▽

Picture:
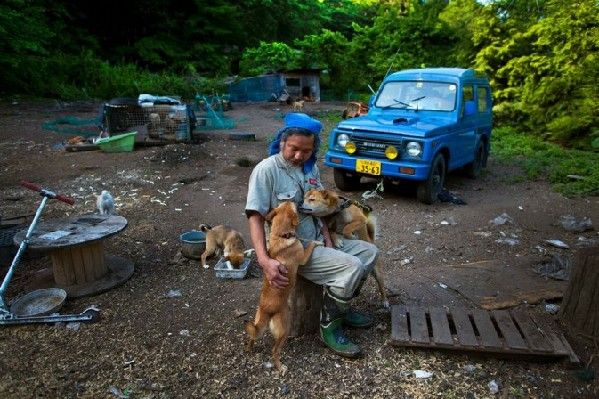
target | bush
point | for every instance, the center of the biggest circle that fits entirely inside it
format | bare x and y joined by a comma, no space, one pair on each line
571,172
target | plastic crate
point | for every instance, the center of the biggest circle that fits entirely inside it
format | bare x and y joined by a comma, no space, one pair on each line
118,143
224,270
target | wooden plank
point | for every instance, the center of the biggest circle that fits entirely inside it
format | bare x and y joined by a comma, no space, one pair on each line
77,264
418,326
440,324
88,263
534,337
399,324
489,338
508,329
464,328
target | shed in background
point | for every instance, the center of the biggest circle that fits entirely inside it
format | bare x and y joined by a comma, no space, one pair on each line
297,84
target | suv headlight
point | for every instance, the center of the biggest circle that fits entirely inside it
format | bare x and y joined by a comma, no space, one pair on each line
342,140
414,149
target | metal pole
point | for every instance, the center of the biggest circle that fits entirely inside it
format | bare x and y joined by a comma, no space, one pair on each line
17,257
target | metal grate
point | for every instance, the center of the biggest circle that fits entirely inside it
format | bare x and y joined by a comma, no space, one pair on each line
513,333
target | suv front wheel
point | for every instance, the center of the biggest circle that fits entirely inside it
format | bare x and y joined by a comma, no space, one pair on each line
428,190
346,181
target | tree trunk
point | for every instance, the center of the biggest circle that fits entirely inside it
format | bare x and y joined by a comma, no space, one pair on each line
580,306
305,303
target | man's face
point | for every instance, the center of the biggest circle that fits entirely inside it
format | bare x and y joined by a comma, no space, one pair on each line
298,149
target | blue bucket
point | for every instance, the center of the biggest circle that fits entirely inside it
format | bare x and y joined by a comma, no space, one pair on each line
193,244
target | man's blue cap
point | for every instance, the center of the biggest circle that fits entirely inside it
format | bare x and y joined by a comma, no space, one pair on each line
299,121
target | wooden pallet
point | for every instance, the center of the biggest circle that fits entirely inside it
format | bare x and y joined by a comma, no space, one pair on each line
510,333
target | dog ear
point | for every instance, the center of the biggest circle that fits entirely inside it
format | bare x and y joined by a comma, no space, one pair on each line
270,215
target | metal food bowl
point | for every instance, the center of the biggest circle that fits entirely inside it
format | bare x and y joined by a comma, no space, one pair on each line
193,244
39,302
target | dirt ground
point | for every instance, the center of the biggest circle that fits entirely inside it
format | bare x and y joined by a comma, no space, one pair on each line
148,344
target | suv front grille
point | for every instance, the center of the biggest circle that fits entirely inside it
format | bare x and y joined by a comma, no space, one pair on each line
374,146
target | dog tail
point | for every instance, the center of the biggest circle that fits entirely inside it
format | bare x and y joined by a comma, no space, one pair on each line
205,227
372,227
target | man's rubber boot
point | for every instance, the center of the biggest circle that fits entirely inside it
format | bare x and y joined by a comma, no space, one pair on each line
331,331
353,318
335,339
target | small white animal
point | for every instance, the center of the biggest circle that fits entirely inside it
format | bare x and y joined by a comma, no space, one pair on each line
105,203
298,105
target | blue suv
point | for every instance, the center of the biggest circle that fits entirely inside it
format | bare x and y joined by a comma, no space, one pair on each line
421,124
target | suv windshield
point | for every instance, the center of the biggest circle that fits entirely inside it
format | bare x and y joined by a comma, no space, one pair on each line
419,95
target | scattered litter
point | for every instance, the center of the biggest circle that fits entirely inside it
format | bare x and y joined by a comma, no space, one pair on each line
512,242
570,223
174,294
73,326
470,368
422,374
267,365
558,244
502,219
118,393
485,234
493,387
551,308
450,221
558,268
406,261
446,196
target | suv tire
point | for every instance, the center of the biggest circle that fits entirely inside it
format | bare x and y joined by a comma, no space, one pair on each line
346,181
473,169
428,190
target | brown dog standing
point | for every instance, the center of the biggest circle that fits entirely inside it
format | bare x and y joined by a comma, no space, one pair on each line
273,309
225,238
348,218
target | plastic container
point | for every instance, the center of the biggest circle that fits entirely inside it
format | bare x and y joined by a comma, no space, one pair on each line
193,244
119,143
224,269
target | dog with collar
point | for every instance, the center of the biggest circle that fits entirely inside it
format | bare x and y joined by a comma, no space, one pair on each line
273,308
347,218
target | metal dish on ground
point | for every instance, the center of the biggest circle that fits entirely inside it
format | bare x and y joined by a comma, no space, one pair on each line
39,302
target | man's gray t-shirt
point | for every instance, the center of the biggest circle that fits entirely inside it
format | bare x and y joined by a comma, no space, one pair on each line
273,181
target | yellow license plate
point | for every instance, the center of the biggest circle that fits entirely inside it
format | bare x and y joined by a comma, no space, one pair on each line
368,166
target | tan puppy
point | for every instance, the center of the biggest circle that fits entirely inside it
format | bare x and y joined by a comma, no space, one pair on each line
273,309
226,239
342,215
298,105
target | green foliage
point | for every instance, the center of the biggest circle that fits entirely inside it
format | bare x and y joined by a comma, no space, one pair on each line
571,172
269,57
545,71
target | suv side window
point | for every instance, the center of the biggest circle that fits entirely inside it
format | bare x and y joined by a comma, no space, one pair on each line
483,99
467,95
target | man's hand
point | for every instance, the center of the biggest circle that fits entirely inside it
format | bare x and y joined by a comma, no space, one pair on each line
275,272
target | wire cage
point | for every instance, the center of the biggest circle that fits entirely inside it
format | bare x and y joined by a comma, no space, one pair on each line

△

Output only the lines running from the line with "target | man's gray t-shirt" through the final line of the data, inclusive.

target | man's gray t-shirt
point | for every instance, the center of the biggest circle that fits entirely inside it
format | bare x and y joined by a comma, no space, one pair on each line
273,181
target | yellow license plate
point | for every instance, the center of the biggest circle that fits entirely inside it
format | bare x and y joined by a comma, no space, one pair on each line
368,166
target | tan puppy
point | for every instance, the center of the biggest circle that fits entirely inside it
format | bare x and y joined by a comma, no space, one pair on each line
273,309
226,239
342,215
298,105
target | green foliage
point | for every instance, the center of the biggest circle that fits entirely inside it
format | bare x and y joined by a comma, no space, one pair on each line
571,172
269,57
545,71
target | suv side window
point | for every instance, the center of the biggest circle that fits entirely inside it
format | bare x and y joined by a comma, no space, one pair on each line
483,99
467,95
target | man's hand
point | for every instance, the center of the biggest circle that fits entirely inside it
format | bare x and y joined by a comma, no space, one pair on each line
275,272
target | wire cage
point | for every instance, the center of the biggest circle that fits entirely inside it
format | bare x and y joined by a comma, no space, one pair on each line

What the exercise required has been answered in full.